Exercise description — Copy every one of the rows below word for word, keeping each character, space, and line break unchanged.

——————————

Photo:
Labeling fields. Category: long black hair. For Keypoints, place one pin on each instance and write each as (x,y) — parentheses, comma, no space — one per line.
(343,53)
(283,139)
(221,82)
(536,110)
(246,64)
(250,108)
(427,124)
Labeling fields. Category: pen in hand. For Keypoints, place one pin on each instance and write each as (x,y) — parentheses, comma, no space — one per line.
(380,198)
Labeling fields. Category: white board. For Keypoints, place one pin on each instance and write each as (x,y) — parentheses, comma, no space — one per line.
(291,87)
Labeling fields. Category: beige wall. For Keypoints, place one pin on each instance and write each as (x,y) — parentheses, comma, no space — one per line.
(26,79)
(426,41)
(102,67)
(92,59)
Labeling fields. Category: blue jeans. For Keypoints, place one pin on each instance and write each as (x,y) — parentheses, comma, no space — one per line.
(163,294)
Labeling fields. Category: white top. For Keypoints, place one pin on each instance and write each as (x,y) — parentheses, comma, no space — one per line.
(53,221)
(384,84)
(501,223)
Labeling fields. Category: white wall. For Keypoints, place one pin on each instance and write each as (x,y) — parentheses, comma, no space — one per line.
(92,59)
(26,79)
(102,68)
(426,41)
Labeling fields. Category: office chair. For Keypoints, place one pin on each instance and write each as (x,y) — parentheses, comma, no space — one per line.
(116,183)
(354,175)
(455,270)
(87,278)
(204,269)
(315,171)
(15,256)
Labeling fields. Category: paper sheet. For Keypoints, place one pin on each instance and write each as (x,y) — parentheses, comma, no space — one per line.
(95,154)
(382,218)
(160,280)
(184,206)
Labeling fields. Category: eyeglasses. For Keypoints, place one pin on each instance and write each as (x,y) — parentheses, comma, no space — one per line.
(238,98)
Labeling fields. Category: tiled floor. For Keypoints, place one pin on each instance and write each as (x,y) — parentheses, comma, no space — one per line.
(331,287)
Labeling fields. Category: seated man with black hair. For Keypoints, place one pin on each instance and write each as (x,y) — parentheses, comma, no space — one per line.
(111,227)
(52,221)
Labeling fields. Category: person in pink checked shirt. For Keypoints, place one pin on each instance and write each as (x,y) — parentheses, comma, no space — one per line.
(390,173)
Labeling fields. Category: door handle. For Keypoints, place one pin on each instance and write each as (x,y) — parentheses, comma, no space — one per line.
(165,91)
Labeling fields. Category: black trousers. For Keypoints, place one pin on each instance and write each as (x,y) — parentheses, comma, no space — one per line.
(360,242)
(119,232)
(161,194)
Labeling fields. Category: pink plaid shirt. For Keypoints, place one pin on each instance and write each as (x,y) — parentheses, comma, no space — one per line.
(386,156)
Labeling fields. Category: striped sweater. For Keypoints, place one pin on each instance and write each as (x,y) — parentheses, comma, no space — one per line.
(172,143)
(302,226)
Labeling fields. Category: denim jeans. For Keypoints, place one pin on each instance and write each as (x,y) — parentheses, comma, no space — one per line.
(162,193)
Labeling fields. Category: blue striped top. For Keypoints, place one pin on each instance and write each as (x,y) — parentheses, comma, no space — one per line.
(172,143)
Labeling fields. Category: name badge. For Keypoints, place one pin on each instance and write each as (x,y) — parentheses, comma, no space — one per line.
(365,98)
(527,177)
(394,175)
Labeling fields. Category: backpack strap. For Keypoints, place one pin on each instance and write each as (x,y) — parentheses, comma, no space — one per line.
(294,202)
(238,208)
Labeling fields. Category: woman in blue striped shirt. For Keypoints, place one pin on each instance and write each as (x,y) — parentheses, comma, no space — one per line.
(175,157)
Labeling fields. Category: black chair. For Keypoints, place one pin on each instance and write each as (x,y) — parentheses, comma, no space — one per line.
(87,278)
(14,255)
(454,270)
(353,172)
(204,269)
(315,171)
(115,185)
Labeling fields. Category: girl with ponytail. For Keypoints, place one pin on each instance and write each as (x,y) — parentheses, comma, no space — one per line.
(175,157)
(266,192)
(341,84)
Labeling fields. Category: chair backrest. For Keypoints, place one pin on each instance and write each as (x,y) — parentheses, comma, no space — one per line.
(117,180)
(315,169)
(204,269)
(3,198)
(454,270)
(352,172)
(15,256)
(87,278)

——————————

Task result —
Photo:
Labeling fields. Category: long black hair. For Keypoints, place one pin on each instance and write each as (x,y) — parentheses, comma, no space — one per line.
(343,53)
(283,139)
(221,82)
(536,110)
(246,64)
(250,108)
(427,124)
Labeling fields. Category: pen in hand. For Keypoints, place one pin on each instance and write each as (x,y) — parentheses, comma, no space — one per line.
(380,198)
Labeling fields. Category: white board. For Keypoints, place one pin on each instance and write each as (x,y) — parentheses, comma, no space — one per line.
(291,87)
Labeling fields. Category: beige wall. For Keypoints, place one pin on each instance and write each as (x,y) — parentheses, comma, no space — one per line.
(26,79)
(426,41)
(102,67)
(92,59)
Labeling fields. Category: blue jeans. For Keypoints, place one pin on each instance and write each as (x,y) — parentheses, comma, no space — one per line.
(163,294)
Labeling fields. Category: white top. For Keypoints, place one pin on each instance and write each as (x,y) — parentheses, comma, no space — one per line.
(53,221)
(384,84)
(501,223)
Labeling fields. Category: white wall. For Keypoints, place one pin on each instance and write each as (x,y) — parentheses, comma, no space — one per line.
(92,59)
(26,79)
(102,68)
(426,41)
Labeling fields. Category: office chair. For Keypoints, place one pin on each instance and write each as (x,y) — parentheses, comma, no space — one per line.
(116,183)
(354,175)
(455,270)
(87,278)
(204,269)
(315,171)
(15,256)
Labeling fields. Category: paper sheet. For Keypoints, place one pin on each instance and write each as (x,y) — parentheses, comma, no space — one per line.
(95,154)
(382,218)
(160,280)
(184,206)
Labeling fields. Category: eyeglasses. For Keypoints, place one pin on each instance and write each as (x,y) — parentheses, comma, no space — one per line.
(238,98)
Labeling fields. Category: tiled floor. For Keypoints, place one pin on each instance and write each as (x,y) — parentheses, comma, no space — one per line.
(331,287)
Labeling fields. Category: seated man with black hair. For Keypoints, place one pin on each instance and write each as (x,y) — parentheses, comma, no space — one per line.
(111,227)
(52,221)
Labeling fields. Category: person in pink checked shirt. For Keypoints, place one pin on each instance and write each as (x,y) — parentheses, comma, no space — one per line.
(390,173)
Labeling fields. Category: door handle. For Keypoints, place one pin on each instance and write each as (x,y) — parentheses, comma, no space — one per line.
(165,91)
Labeling fields. Category: black trousers. For Keypoints, place one pin on each instance and write each as (x,y) — parentheses, comma, no space — one per line.
(360,242)
(119,232)
(161,194)
Labeling fields. Category: pink plaid shirt. For Keypoints, place one pin on each instance and write each as (x,y) — parentheses, comma, no space — one per line.
(386,156)
Labeling fields. Category: striped sweater. For Keypoints, place one pin on each instance and write each as (x,y) — parentheses, comma, no space — one per line.
(172,143)
(302,226)
Labeling fields. Category: denim jeans. For Keypoints, place one pin on each instance and write each as (x,y) — parentheses, comma, no space — one per line.
(162,193)
Labeling fields. Category: blue striped top. For Keypoints, place one pin on each instance and write each as (x,y) — parentheses, comma, no space — one per line.
(172,143)
Labeling fields. Category: name badge. For Keypoints, place one pin on each instance and write each as (x,y) — parentheses, comma, no space — one per line.
(365,98)
(527,177)
(394,175)
Labeling fields. Category: backpack strap. For Keypoints, place one pin on each instance and write each as (x,y) — parentheses, comma, no space — one per line.
(294,202)
(238,208)
Labeling fields. Category: woman in blue striped shirt. For Keypoints, place one pin on each instance and write each as (x,y) — parentheses, comma, no space — one per line.
(175,157)
Labeling fields. Category: black chair. For Keypoints, place one pin on each instance and write each as (x,y) — parentheses, comma, no space — one per line.
(87,278)
(14,255)
(454,270)
(353,172)
(204,269)
(315,171)
(115,185)
Labeling fields. Category: girl with ponytail. For Keypoints, place one pin on each instance and write each as (x,y) — parentheses, comma, no space — one per line.
(175,157)
(266,192)
(341,84)
Labeling fields. Category: chair backrest. For Keypoints, place one pin on each instance and write each as (x,y) — parentheses, comma, no space — one per line.
(117,180)
(315,169)
(204,269)
(3,198)
(454,270)
(352,172)
(15,256)
(87,278)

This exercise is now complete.